(Stored items)
========

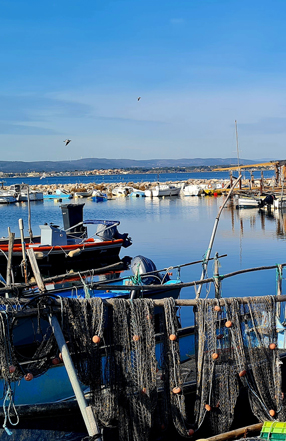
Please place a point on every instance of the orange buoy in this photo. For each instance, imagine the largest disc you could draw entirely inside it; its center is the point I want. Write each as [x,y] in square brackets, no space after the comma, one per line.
[96,339]
[29,376]
[176,390]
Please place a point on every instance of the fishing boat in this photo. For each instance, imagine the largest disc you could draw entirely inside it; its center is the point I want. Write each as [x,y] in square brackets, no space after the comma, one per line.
[279,202]
[192,190]
[137,193]
[98,196]
[255,201]
[23,192]
[59,194]
[70,248]
[7,197]
[163,190]
[83,194]
[122,191]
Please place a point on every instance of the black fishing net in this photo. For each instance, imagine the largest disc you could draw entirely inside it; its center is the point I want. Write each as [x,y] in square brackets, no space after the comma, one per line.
[113,349]
[173,399]
[236,346]
[27,345]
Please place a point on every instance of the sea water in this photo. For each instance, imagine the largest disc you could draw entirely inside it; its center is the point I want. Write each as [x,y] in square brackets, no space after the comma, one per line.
[175,231]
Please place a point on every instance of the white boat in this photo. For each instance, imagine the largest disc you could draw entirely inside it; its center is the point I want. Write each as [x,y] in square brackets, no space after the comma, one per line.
[7,197]
[137,194]
[83,194]
[248,202]
[122,191]
[279,202]
[163,190]
[21,193]
[192,190]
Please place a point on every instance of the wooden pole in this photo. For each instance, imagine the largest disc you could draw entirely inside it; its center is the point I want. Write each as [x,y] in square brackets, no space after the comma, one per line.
[205,264]
[234,433]
[10,254]
[216,277]
[29,215]
[86,411]
[35,269]
[279,271]
[21,227]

========

Task instructions — From the line containing "Please place a point on every instance of the wooden" to the last line of the records above, please write out every line exactly and add nothing.

Exercise output —
Please place a point on every instance of the wooden pole in this photo. For each instance, imagine the largest disc you could draw entirely inside it; its center is the point I want. Write each as [x,y] in square brackets, no space after the comma, one per line.
[205,264]
[234,433]
[10,254]
[216,277]
[29,215]
[86,411]
[35,269]
[279,271]
[21,227]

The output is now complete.